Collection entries
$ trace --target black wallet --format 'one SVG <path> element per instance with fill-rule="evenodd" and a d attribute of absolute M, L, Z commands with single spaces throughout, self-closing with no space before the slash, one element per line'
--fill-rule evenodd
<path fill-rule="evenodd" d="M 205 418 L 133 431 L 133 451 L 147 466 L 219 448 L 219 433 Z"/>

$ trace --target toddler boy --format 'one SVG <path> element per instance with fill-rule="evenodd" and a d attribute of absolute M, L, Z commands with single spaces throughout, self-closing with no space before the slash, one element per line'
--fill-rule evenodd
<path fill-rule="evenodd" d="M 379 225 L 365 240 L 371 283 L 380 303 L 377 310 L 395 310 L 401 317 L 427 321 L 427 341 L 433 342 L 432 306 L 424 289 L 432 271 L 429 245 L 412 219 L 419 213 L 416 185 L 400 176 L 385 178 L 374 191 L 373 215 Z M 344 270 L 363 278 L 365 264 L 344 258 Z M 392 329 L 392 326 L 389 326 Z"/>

__WORK INSTRUCTION__
Reproduce all the data exactly. Include every line.

__REPLY TO THE TASK__
$ trace --target black wallet --format 'one SVG <path> element per instance with fill-rule="evenodd" and a d attribute of absolute M, L, Z commands with single spaces throughout, self-closing with no space before the slash, one element per line'
--fill-rule evenodd
<path fill-rule="evenodd" d="M 205 418 L 133 431 L 133 451 L 147 466 L 219 448 L 219 433 Z"/>

$ trace --target toddler boy --format 'one SVG <path> element per instance with fill-rule="evenodd" and a d attribute of absolute M, L, Z commands with single spaces throughout, self-closing with no space before the slash, one element per line'
--fill-rule evenodd
<path fill-rule="evenodd" d="M 379 225 L 365 240 L 371 283 L 380 303 L 377 310 L 395 310 L 401 317 L 427 321 L 427 341 L 433 342 L 432 306 L 424 289 L 432 271 L 429 245 L 412 219 L 419 213 L 416 185 L 400 176 L 385 178 L 374 191 L 373 215 Z M 344 270 L 363 278 L 365 264 L 344 258 Z M 392 329 L 392 326 L 389 326 Z"/>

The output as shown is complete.